In birth injury malpractice cases there are some specific ideas and analogies which may prove helpful in convincing the jury in your clients favor. Here are a few examples:

  1. The act of giving birth has been referred to as “the most dangerous journey for its length in the history of man.”
  2. The mother and the father have the right to trust and rely upon the physician and nurses. When you board an airplane you have the right to trust and rely upon the fact that the plane has been carefully checked and is safe. You have the right to trust and believe and rely upon the fact that the pilot is trained and knows how to safely fly the airplane. You have the right to believe warning signs and symptoms will be monitored and acted upon. You have no obligation to inspect the aircraft, interrogate the pilot or do anything more than trust and rely upon those who should be trained to do their job safely.
  3. Nurses are like lifeguards. The lifeguard is on duty to watch, observe and be prepared to act if there is an emergency.

■ Goal of the exercise ■
Reproduce word for word the part of the birth injury malpractice text starting with "1. The act of" and going on through "is an emergency.". The lines after this come from a different source.

■ Provided records ■
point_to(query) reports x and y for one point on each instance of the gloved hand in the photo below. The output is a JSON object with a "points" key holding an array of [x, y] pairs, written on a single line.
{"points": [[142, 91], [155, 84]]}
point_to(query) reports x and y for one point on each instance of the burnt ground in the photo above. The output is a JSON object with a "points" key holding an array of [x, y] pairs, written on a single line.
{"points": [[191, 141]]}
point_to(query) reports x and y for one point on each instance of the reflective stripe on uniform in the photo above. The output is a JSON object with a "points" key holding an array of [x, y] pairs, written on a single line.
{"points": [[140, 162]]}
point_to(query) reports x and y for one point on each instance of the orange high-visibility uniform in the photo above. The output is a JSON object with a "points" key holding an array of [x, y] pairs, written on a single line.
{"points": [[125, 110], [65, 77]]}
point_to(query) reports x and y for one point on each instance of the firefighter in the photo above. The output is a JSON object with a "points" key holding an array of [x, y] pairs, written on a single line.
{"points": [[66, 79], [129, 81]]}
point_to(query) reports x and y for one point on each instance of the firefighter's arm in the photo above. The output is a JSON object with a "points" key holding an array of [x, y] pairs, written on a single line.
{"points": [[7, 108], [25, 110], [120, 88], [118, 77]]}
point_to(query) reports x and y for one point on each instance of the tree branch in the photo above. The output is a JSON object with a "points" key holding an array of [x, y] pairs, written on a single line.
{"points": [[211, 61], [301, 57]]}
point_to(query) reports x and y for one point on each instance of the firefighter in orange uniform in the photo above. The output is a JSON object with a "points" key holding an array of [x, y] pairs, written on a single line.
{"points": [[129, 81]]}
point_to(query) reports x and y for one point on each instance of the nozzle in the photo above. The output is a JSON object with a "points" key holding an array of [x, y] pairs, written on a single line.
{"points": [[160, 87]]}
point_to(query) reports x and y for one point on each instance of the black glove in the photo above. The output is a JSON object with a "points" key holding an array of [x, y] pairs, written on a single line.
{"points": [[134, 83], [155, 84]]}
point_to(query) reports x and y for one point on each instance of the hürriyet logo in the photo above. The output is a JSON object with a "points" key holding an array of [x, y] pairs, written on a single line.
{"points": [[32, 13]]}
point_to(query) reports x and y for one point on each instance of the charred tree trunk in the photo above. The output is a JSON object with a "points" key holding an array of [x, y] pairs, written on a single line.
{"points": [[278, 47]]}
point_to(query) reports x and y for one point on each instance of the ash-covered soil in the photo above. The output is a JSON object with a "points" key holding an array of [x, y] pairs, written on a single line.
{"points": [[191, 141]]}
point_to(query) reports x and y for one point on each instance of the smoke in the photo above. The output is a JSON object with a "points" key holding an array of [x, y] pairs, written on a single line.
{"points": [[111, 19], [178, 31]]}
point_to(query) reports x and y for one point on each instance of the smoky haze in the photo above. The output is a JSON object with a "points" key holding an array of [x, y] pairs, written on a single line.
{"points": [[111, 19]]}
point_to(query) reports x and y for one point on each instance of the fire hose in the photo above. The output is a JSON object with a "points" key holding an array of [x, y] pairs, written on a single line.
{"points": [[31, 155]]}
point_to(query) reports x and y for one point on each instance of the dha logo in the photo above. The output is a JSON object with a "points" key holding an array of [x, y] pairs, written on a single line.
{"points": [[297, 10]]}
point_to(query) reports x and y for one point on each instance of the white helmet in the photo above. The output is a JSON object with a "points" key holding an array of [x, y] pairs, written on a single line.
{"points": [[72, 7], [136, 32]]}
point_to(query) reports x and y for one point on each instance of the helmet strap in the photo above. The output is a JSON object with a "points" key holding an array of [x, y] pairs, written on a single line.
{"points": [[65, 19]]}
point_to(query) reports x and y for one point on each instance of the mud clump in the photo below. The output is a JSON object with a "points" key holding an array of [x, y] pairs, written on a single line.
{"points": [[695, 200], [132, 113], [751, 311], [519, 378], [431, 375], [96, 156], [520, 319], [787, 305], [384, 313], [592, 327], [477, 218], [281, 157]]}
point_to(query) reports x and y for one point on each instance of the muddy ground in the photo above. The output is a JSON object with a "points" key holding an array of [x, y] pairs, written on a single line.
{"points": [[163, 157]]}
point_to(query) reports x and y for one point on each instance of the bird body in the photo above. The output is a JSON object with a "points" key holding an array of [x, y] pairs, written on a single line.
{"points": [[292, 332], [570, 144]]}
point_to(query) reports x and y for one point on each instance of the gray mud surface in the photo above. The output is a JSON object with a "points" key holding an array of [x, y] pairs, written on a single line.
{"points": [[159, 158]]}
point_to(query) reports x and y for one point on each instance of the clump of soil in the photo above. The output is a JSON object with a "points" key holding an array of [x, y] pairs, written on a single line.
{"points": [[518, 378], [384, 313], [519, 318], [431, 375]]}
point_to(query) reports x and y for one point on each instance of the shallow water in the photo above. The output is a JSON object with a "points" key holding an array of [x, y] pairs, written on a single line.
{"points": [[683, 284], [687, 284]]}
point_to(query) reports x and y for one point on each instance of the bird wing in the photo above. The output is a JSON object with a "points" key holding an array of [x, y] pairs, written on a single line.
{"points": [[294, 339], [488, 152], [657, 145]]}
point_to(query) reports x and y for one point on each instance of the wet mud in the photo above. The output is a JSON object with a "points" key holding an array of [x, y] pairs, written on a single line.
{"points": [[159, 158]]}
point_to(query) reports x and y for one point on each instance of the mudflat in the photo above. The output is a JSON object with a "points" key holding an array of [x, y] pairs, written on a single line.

■ Answer space ■
1. The act of giving birth has been referred to as “the most dangerous journey for its length in the history of man.”
  2. The mother and the father have the right to trust and rely upon the physician and nurses. When you board an airplane you have the right to trust and rely upon the fact that the plane has been carefully checked and is safe. You have the right to trust and believe and rely upon the fact that the pilot is trained and knows how to safely fly the airplane. You have the right to believe warning signs and symptoms will be monitored and acted upon. You have no obligation to inspect the aircraft, interrogate the pilot or do anything more than trust and rely upon those who should be trained to do their job safely.
  3. Nurses are like lifeguards. The lifeguard is on duty to watch, observe and be prepared to act if there is an emergency.